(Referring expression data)
========================================================================
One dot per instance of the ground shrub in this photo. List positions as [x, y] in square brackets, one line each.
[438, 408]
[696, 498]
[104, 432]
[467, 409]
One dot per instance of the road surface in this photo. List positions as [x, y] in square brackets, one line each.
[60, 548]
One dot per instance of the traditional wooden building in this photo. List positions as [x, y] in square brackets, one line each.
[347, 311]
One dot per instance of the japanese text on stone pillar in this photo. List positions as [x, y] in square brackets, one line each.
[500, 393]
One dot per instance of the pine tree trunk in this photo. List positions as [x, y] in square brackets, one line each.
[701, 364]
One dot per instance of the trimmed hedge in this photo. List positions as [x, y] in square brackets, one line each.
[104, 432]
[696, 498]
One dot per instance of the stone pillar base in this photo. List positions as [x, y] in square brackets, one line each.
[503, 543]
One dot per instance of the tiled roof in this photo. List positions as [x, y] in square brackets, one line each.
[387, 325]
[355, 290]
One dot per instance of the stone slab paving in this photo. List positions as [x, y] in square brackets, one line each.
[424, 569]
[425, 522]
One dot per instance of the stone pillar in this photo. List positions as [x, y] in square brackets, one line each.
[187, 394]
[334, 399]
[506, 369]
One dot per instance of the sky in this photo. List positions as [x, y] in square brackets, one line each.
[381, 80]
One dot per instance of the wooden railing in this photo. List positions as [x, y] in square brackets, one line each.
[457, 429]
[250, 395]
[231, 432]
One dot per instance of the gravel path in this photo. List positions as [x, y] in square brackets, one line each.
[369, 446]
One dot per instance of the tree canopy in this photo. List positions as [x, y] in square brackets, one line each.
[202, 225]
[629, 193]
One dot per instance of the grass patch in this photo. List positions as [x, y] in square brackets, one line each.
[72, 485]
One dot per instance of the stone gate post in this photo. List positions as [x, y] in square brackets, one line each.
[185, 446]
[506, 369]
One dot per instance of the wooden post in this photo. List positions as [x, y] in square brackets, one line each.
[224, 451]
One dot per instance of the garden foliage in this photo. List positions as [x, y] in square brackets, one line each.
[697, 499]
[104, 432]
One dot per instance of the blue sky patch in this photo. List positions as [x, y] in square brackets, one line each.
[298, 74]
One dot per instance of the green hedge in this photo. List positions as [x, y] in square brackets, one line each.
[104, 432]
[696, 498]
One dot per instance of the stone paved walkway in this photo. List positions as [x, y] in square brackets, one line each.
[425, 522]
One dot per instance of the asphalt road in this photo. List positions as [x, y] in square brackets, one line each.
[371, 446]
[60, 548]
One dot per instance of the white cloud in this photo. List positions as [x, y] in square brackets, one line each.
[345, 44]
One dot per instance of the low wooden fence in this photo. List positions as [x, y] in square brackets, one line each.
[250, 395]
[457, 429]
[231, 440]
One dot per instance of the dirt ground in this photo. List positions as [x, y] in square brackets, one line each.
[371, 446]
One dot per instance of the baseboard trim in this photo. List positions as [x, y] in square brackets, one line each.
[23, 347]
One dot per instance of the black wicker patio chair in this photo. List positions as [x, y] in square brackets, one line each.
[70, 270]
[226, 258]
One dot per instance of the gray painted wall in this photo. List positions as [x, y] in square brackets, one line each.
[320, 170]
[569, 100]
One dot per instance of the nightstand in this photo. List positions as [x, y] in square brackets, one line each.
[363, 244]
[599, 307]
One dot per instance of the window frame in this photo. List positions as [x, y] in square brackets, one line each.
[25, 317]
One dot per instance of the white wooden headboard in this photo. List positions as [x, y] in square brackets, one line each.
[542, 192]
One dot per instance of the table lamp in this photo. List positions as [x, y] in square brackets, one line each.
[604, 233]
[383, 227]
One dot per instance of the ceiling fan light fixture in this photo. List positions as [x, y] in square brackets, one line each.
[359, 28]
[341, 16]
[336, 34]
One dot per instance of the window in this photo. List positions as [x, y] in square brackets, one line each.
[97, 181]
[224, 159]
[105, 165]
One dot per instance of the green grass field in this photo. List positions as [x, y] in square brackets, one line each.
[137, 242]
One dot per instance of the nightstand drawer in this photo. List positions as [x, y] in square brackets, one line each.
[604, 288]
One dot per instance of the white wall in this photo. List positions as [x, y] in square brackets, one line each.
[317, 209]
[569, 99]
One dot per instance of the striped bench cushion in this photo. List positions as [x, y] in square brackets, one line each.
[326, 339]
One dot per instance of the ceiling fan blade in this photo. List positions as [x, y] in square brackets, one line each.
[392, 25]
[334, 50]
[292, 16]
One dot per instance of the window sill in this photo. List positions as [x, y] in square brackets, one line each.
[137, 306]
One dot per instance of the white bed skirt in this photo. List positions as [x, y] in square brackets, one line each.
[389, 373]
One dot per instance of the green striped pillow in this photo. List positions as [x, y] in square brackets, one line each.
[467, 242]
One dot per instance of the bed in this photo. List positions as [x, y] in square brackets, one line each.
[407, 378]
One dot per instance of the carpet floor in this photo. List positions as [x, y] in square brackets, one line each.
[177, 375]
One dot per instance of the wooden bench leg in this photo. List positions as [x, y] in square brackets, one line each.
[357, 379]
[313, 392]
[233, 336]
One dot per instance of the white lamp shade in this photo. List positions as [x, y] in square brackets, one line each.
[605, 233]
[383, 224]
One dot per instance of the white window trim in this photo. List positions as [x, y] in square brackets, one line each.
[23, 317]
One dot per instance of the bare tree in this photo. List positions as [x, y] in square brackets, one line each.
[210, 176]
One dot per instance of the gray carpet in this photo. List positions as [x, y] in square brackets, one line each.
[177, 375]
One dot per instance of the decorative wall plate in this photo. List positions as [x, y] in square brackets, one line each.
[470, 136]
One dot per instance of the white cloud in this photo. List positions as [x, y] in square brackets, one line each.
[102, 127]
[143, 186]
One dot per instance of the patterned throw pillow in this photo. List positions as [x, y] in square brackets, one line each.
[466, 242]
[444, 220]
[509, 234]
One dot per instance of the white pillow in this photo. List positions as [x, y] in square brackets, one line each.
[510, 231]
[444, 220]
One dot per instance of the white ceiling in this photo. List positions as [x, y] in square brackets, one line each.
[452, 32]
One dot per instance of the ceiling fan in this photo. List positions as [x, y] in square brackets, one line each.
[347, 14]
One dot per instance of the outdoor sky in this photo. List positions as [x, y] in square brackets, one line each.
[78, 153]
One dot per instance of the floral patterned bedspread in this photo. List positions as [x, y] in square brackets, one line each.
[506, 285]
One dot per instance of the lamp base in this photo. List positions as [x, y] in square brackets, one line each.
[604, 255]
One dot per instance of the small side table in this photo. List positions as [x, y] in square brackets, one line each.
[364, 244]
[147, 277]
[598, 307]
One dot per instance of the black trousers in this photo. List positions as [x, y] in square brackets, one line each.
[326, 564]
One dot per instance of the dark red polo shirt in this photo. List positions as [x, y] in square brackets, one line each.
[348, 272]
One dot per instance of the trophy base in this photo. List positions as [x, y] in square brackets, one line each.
========================================================================
[What you are asked to do]
Each record above is to be reproduced word for word.

[Your response]
One dot per instance of the ground shrub in this photo. List positions as [x, y] in square brackets, one line each.
[438, 408]
[696, 498]
[104, 432]
[467, 409]
One dot per instance of the road surface in this photo. List positions as [x, y] in square brackets, one line each.
[60, 548]
One dot per instance of the traditional wooden building in this photo. List positions as [x, y] in square brackets, one line each.
[347, 311]
One dot per instance of the japanese text on stone pillar in this photo. List positions as [x, y] in square brackets, one line each.
[500, 393]
One dot per instance of the pine tree trunk in this photo. List positions as [x, y] in square brackets, one line each.
[701, 364]
One dot per instance of the trimmed hedge in this photo. List positions as [x, y] in square brackets, one line each.
[104, 432]
[696, 498]
One dot per instance of the stone pillar base in this photo. List positions as [x, y] in square brackets, one line each.
[503, 543]
One dot per instance of the tiled roof in this photo. List positions as [x, y] in square brackets, one line each.
[387, 325]
[355, 290]
One dot per instance of the stone slab paving in this photo. List positions as [x, y] in square brackets, one line each.
[424, 569]
[425, 522]
One dot per instance of the stone pillar in this photo. List positions as [x, y] in square brackets, one line each.
[187, 394]
[334, 399]
[506, 369]
One dot per instance of the sky in this photo. List positions as [x, y] in square brackets, one line each.
[381, 80]
One dot per instance of the wooden railing in this photo. List positions as [x, y] in square brackets, one line each.
[457, 429]
[250, 395]
[231, 432]
One dot per instance of the gravel path in this photo. List positions as [x, y] in square brackets, one line each.
[369, 446]
One dot per instance of the tree canopy in this photo. List positions as [x, y] in square brackets, one line each.
[202, 225]
[629, 193]
One dot per instance of the grass patch in this photo. List positions as [x, y] in square brackets, one line each.
[72, 485]
One dot per instance of the stone gate post in this photo. List positions as [x, y] in square brackets, one line each.
[185, 446]
[506, 369]
One dot per instance of the wooden post in this photo. List positions as [x, y] in square brackets, one line each.
[224, 451]
One dot per instance of the garden foliage in this photo. List positions as [x, y] in square brackets, one line each.
[697, 499]
[104, 432]
One dot per instance of the blue sky patch in this photo. List positions as [x, y] in square brackets, one line each.
[298, 74]
One dot per instance of the green hedge in this photo. List positions as [x, y] in square brackets, one line each.
[104, 432]
[696, 498]
One dot per instance of the stone paved walkway in this photo. List positions as [x, y] in square brackets, one line each.
[425, 522]
One dot per instance of the asphalt road in this photo. List positions as [x, y] in square brackets, one line each.
[371, 446]
[60, 548]
One dot per instance of the white cloud in this photo. List positions as [x, y] in square brackets, one line each.
[345, 44]
One dot per instance of the low wooden fence in this photo. List positions as [x, y] in square brackets, one line each.
[250, 395]
[457, 429]
[231, 440]
One dot per instance of the dirt ground in this photo. List positions as [x, y] in square brackets, one line each.
[371, 446]
One dot per instance of the baseboard trim in this photo. List positions as [x, y] in square brackets, one line each.
[23, 347]
One dot per instance of the black wicker patio chair in this photo. List positions as [x, y] in square brackets, one line each.
[70, 270]
[226, 258]
One dot per instance of the gray painted wall in this photo. List positions as [x, y] in square brackets, one line each.
[320, 170]
[569, 100]
One dot per instance of the nightstand in this photo. List positions as [x, y] in square brackets, one line each.
[363, 244]
[599, 307]
One dot per instance of the window frame in this photo. List positions as [x, y] in square brackets, one line each.
[25, 317]
One dot per instance of the white wooden headboard in this photo. List positions as [x, y] in square brackets, one line each.
[542, 192]
One dot per instance of the table lamp in this photo. List positions as [x, y] in square brackets, one line each.
[604, 233]
[383, 227]
One dot per instance of the ceiling fan light fixture in this photo. List positions as [x, y] in square brackets, one line each.
[359, 28]
[341, 16]
[336, 34]
One dot per instance of the window in this photo. List positions as [x, y] in square brackets, one line each.
[97, 181]
[224, 159]
[105, 165]
One dot per instance of the green grass field in this photo. List positions as [x, y] in square brackets, one line each.
[137, 242]
One dot per instance of the nightstand drawer in this photo. List positions as [x, y] in square brackets, one line each.
[604, 288]
One dot per instance of the white wall in this photo. List positions as [x, y] in square brackets, one line each.
[317, 209]
[569, 99]
One dot per instance of the striped bench cushion in this photo. List positions as [x, y] in square brackets, one line each.
[326, 339]
One dot per instance of the ceiling fan blade in this photo. List positions as [x, y] in square brackets, one line each.
[392, 25]
[334, 50]
[292, 16]
One dot per instance of the window sill in this photo. List positions as [x, y] in square brackets, one line each.
[137, 306]
One dot per instance of the white bed skirt in this photo. List positions as [x, y] in square brackets, one line each.
[389, 373]
One dot per instance of the green striped pillow in this photo. List positions as [x, y] in square brackets, one line each.
[467, 242]
One dot per instance of the bed in this photo. List positions as [x, y] in square brackets, one line each.
[407, 378]
One dot per instance of the carpet floor in this photo. List positions as [x, y] in square brackets, one line each.
[177, 375]
One dot per instance of the wooden bench leg in this photo. List positions as [x, y] in square brackets, one line each.
[357, 379]
[313, 392]
[233, 336]
One dot per instance of the white lamp shade in this photo. List positions as [x, y] in square brackets, one line each.
[605, 233]
[383, 224]
One dot per instance of the white window trim in this photo. List positions as [x, y] in square brackets, one line each.
[23, 317]
One dot per instance of the bare tree in this photo. List positions as [x, y] in square brackets, one line each.
[210, 176]
One dot per instance of the gray carpet in this photo. List positions as [x, y] in square brackets, one line each.
[177, 375]
One dot per instance of the decorative wall plate in this photo. List positions as [x, y] in square brackets, one line each.
[470, 136]
One dot per instance of the white cloud in this photo. List positions as [x, y] in square brackets, one line each.
[102, 127]
[143, 186]
One dot per instance of the patterned throw pillow in this photo. List positions as [x, y] in square brackets, one line each.
[466, 242]
[444, 220]
[509, 234]
One dot per instance of the white pillow in this photo. List positions as [x, y] in square brackets, one line each.
[510, 231]
[444, 220]
One dot per instance of the white ceiling in this photo. List positions as [x, y] in square brackets, one line each.
[452, 32]
One dot per instance of the ceiling fan in this photo. List positions as [x, y] in square brackets, one line each.
[347, 14]
One dot per instance of the outdoor sky in this photo. List positions as [x, y] in square brackets, one line each.
[78, 153]
One dot per instance of the floral patterned bedspread in this photo. List positions as [x, y] in square brackets, one line each.
[506, 285]
One dot per instance of the lamp base in this photo. List positions as [x, y] in square brackets, one line each.
[604, 255]
One dot per instance of the small side table in this photo. List positions as [x, y] in square brackets, one line each.
[364, 244]
[147, 277]
[598, 307]
One dot per instance of the black trousers in this photo. List positions as [x, y] in square brackets, one line each.
[326, 564]
One dot per instance of the dark red polo shirt in this photo. List positions as [x, y] in square brackets, one line each.
[348, 272]
One dot per instance of the trophy base in this photo. List positions as [x, y] in square brackets, one line each.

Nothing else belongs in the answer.